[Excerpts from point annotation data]

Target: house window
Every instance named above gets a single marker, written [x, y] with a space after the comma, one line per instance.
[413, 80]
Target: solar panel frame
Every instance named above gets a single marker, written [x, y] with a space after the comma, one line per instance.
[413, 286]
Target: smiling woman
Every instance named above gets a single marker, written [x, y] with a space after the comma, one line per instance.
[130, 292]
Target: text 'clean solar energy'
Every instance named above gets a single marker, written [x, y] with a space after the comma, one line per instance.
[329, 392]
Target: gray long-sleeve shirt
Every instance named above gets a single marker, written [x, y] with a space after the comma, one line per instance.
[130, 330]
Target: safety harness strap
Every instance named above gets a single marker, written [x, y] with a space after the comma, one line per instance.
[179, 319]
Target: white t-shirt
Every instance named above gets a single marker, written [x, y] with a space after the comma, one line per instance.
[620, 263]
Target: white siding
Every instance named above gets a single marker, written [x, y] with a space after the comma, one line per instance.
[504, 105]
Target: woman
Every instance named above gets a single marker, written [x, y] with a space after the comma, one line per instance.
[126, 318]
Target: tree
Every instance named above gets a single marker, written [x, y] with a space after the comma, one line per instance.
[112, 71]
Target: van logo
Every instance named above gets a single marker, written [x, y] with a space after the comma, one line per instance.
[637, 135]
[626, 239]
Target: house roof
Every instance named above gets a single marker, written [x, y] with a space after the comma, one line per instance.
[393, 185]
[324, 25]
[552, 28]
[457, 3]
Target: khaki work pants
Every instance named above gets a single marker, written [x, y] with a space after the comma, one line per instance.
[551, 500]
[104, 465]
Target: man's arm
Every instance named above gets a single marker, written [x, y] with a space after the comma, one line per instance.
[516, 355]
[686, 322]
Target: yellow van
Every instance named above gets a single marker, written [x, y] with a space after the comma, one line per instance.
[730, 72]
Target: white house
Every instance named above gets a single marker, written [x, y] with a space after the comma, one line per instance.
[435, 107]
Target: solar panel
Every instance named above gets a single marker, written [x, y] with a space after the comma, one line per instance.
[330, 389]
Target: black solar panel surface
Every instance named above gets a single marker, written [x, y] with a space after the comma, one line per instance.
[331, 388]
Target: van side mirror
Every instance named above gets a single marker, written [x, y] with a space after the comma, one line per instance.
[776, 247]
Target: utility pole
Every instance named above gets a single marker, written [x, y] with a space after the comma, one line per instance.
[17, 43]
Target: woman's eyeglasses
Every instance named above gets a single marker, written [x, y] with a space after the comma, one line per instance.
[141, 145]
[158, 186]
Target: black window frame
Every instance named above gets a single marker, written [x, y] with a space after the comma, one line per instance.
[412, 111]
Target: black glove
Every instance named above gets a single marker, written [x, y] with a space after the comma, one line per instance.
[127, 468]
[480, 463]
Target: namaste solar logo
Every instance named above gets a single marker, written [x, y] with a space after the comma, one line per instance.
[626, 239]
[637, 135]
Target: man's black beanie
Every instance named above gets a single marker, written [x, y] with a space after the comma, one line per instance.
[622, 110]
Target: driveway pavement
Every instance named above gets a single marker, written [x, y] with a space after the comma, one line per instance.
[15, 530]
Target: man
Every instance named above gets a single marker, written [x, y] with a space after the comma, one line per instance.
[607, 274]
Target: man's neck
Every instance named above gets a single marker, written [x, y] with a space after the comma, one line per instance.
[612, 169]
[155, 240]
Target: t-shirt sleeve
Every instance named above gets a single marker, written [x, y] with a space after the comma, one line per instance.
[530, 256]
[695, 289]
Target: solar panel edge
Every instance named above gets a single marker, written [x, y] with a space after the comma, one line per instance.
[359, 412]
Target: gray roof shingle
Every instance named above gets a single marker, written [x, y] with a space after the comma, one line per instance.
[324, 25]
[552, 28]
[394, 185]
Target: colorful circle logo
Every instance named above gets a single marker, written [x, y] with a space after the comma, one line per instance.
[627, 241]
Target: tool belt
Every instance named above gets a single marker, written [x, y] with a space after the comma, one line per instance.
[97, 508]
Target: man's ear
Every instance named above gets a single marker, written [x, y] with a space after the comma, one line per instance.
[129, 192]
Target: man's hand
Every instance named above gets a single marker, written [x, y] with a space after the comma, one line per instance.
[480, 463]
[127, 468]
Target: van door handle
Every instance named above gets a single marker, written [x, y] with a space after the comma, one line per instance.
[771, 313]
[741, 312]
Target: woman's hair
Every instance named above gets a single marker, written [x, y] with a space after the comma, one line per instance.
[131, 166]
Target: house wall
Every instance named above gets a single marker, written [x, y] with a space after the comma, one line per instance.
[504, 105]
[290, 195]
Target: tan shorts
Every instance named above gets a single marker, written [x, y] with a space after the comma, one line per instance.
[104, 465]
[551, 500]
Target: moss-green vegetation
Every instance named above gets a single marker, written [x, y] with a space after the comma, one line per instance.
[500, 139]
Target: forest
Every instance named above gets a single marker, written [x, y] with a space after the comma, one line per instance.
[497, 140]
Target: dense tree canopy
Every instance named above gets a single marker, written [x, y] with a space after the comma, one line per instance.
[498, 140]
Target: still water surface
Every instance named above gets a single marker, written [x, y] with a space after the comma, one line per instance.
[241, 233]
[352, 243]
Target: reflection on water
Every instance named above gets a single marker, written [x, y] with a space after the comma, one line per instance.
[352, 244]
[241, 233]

- PROBLEM DETAILS -
Render every one of the lines above as a Markdown table with the columns No. and Line, placing a row number under No. and the line itself under Line. Omit blank lines.

- RESPONSE TO THIS TASK -
| No. | Line |
|---|---|
| 1 | Target: house window |
| 2 | Every instance named above gets a single marker, written [x, y] with a space after the comma, one line per instance. |
| 3 | [413, 80] |
| 4 | Target: solar panel frame |
| 5 | Every instance named above gets a single marker, written [x, y] with a space after the comma, one line per instance. |
| 6 | [413, 286] |
| 7 | Target: smiling woman |
| 8 | Every instance named above gets a single marker, written [x, y] with a space after the comma, one line per instance. |
| 9 | [130, 292] |
| 10 | Target: text 'clean solar energy' |
| 11 | Every instance named above gets a single marker, written [x, y] with a space after the comma, one line per instance. |
| 12 | [329, 392] |
| 13 | Target: gray long-sleeve shirt |
| 14 | Every instance named above gets a single marker, written [x, y] with a space after the comma, one line per instance. |
| 15 | [130, 330] |
| 16 | Target: safety harness strap |
| 17 | Every instance named above gets a single marker, written [x, y] with a space after the comma, one line per instance. |
| 18 | [179, 319] |
| 19 | Target: white t-shirt |
| 20 | Every instance named above gets a single marker, written [x, y] with a space after the comma, one line per instance. |
| 21 | [620, 263] |
| 22 | Target: white siding |
| 23 | Every instance named above gets a single marker, written [x, y] with a space after the comma, one line per instance. |
| 24 | [504, 105] |
| 25 | Target: woman |
| 26 | Every instance named above gets a single marker, written [x, y] with a space after the comma, one line per instance. |
| 27 | [126, 318] |
| 28 | Target: tree |
| 29 | Every instance named above gets a single marker, written [x, y] with a space after the comma, one line per instance. |
| 30 | [112, 71] |
| 31 | Target: van logo |
| 32 | Every instance named above gets a single marker, written [x, y] with a space after the comma, one line per instance. |
| 33 | [637, 135] |
| 34 | [626, 239] |
| 35 | Target: house roof |
| 36 | Every instance named above gets a single marker, written [x, y] with a space after the comma, one line per instance. |
| 37 | [393, 185] |
| 38 | [324, 25] |
| 39 | [552, 28] |
| 40 | [457, 3] |
| 41 | Target: khaki work pants |
| 42 | Every instance named above gets a single marker, written [x, y] with a space after the comma, one line per instance. |
| 43 | [551, 500] |
| 44 | [104, 465] |
| 45 | Target: man's arm |
| 46 | Every instance named above gets a single marker, written [x, y] with a space after the comma, one line per instance. |
| 47 | [516, 355] |
| 48 | [686, 322] |
| 49 | Target: yellow van |
| 50 | Every instance named above gets a single marker, written [x, y] with a space after the comma, one line per instance. |
| 51 | [730, 72] |
| 52 | Target: white house |
| 53 | Every instance named above gets a single marker, written [x, y] with a space after the comma, one line per instance. |
| 54 | [435, 107] |
| 55 | Target: solar panel |
| 56 | Every instance named above gets a single marker, written [x, y] with a space after the comma, one line per instance. |
| 57 | [330, 389] |
| 58 | Target: black solar panel surface |
| 59 | Every instance named above gets a single marker, written [x, y] with a space after the comma, one line per instance. |
| 60 | [331, 388] |
| 61 | Target: van side mirror |
| 62 | Every instance named above gets a single marker, written [x, y] with a space after the comma, one line per instance. |
| 63 | [776, 247] |
| 64 | Target: utility pole |
| 65 | Every instance named above gets a single marker, written [x, y] with a space after the comma, one line per instance. |
| 66 | [17, 43] |
| 67 | Target: woman's eyeglasses |
| 68 | Every instance named above gets a single marker, written [x, y] with a space after the comma, one line per instance. |
| 69 | [141, 145] |
| 70 | [158, 186] |
| 71 | Target: black window frame |
| 72 | Every instance named above gets a single marker, written [x, y] with a space after the comma, one line per instance. |
| 73 | [412, 111] |
| 74 | Target: black glove |
| 75 | Every instance named above gets a single marker, written [x, y] with a space after the comma, one line per instance. |
| 76 | [127, 468] |
| 77 | [480, 463] |
| 78 | Target: namaste solar logo |
| 79 | Every instance named above gets a single marker, written [x, y] with a space after the comma, one line per instance. |
| 80 | [626, 239] |
| 81 | [637, 135] |
| 82 | Target: man's black beanie |
| 83 | Every instance named above gets a single marker, written [x, y] with a space after the comma, one line per instance. |
| 84 | [622, 110] |
| 85 | Target: driveway pavement |
| 86 | Every instance named above gets a single marker, written [x, y] with a space after the comma, one line per instance. |
| 87 | [15, 530] |
| 88 | Target: man |
| 89 | Every instance named above gets a single marker, written [x, y] with a space after the comma, one line per instance. |
| 90 | [607, 274] |
| 91 | Target: man's neck |
| 92 | Every instance named above gets a single marker, written [x, y] with a space after the comma, one line per instance. |
| 93 | [612, 169] |
| 94 | [155, 240] |
| 95 | Target: t-shirt sleeve |
| 96 | Every instance named above gets a single marker, written [x, y] with a space after the comma, one line per instance. |
| 97 | [530, 256] |
| 98 | [695, 289] |
| 99 | Target: solar panel edge |
| 100 | Every instance named above gets a single marker, written [x, y] with a space after the comma, one line per instance. |
| 101 | [359, 412] |
| 102 | Target: gray roof shingle |
| 103 | Every instance named above gets a single marker, written [x, y] with a space after the comma, one line per instance. |
| 104 | [324, 25] |
| 105 | [552, 28] |
| 106 | [394, 185] |
| 107 | Target: colorful circle logo |
| 108 | Every instance named above gets a single marker, written [x, y] with a space after the comma, one line per instance. |
| 109 | [627, 241] |
| 110 | Target: tool belt |
| 111 | Every instance named above gets a single marker, written [x, y] with a space after the comma, one line per instance. |
| 112 | [97, 508] |
| 113 | Target: man's ear |
| 114 | Every instance named above gets a single marker, written [x, y] with a space after the comma, one line per instance. |
| 115 | [129, 192] |
| 116 | Target: man's hand |
| 117 | Every instance named above gets a single marker, written [x, y] with a space after the comma, one line per instance. |
| 118 | [480, 463] |
| 119 | [127, 468] |
| 120 | Target: van door handle |
| 121 | Every instance named above gets a single marker, written [x, y] with a space after the comma, one line per instance. |
| 122 | [771, 313] |
| 123 | [741, 312] |
| 124 | Target: woman's hair |
| 125 | Every instance named above gets a single marker, written [x, y] with a space after the comma, one line per instance. |
| 126 | [131, 166] |
| 127 | Target: house wall |
| 128 | Every instance named above gets a single marker, written [x, y] with a space after the comma, one line per instance. |
| 129 | [504, 105] |
| 130 | [290, 195] |
| 131 | Target: tan shorts |
| 132 | Every instance named above gets a single marker, written [x, y] with a space after the comma, one line per instance. |
| 133 | [104, 465] |
| 134 | [551, 500] |
| 135 | Target: moss-green vegetation |
| 136 | Every instance named above gets a single marker, written [x, y] with a space after the comma, one line per instance. |
| 137 | [500, 139] |
| 138 | Target: forest |
| 139 | Every instance named above gets a single marker, written [x, y] with a space after the comma, one line per instance. |
| 140 | [497, 140] |
| 141 | Target: dense tree canopy |
| 142 | Every instance named above gets a single marker, written [x, y] with a space after the comma, one line per instance. |
| 143 | [498, 140] |
| 144 | Target: still water surface |
| 145 | Every instance named above gets a single marker, written [x, y] with a space after the comma, one line per instance. |
| 146 | [241, 233] |
| 147 | [352, 243] |
| 148 | Target: reflection on water |
| 149 | Every instance named above gets a single marker, written [x, y] with a space after the comma, one line per instance. |
| 150 | [352, 244] |
| 151 | [241, 233] |